## EXTRACTED RECORDS
============

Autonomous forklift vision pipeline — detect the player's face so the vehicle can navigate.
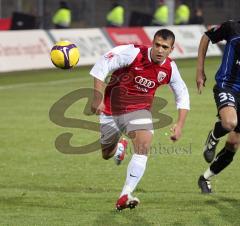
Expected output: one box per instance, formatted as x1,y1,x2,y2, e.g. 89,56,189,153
151,36,173,63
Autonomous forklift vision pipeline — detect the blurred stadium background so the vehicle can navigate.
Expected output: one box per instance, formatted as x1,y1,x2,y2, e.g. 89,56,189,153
0,0,240,226
0,0,239,29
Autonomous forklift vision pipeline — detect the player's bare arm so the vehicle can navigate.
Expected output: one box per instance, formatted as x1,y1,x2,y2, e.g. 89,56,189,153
91,78,105,115
196,34,210,94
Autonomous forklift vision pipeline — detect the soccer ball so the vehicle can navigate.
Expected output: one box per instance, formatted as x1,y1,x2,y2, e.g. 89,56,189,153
50,41,80,69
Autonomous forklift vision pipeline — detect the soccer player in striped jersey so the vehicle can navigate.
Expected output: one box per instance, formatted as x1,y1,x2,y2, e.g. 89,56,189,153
90,29,189,210
196,21,240,193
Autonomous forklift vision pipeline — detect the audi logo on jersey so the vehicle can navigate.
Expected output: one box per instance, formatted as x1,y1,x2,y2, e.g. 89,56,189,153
135,76,155,88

============

## TASK REQUIREMENTS
Could you repeat all of the material above word for word, leaving out the picture?

## SOLUTION FOR THIS TASK
Autonomous forklift vision pipeline — detect the player's face so the vehicle can navigate.
Expected output: one box per instance, formatted as x1,y1,x2,y2, e.g. 89,56,189,153
151,36,173,63
Autonomous forklift vision pipeline — detect the blurred stadium background so the vehicle can navigate.
Expected output: one box per instance, formatted as x1,y1,x2,y2, e.g. 89,56,189,153
0,0,240,226
0,0,239,29
Autonomous forklift vision pipeline — detect the player's bare arm so the vehicle can navigate.
Expected output: one box per instance, formatted as x1,y1,x2,y2, e.g. 89,56,189,153
91,78,105,115
196,34,210,94
Autonomous forklift vision pipeline — detect the soccer ball so the vehicle can navigate.
Expected output: one box per instance, formatted as x1,y1,x2,y2, e.g. 89,56,189,153
50,41,80,69
Autonomous forklift vision pipeline — detect the soccer player in striped jersey so the vehicle can navigate.
Expected output: one box per instance, formatted as x1,y1,x2,y2, e.g. 89,56,189,153
90,29,189,210
196,21,240,193
Autonomous forklift vision pipeline — detect the audi logo on jersey so the vehicle can navigate.
Expected output: one box per instance, formatted as x1,y1,x2,y2, e.g. 89,56,189,153
135,76,155,88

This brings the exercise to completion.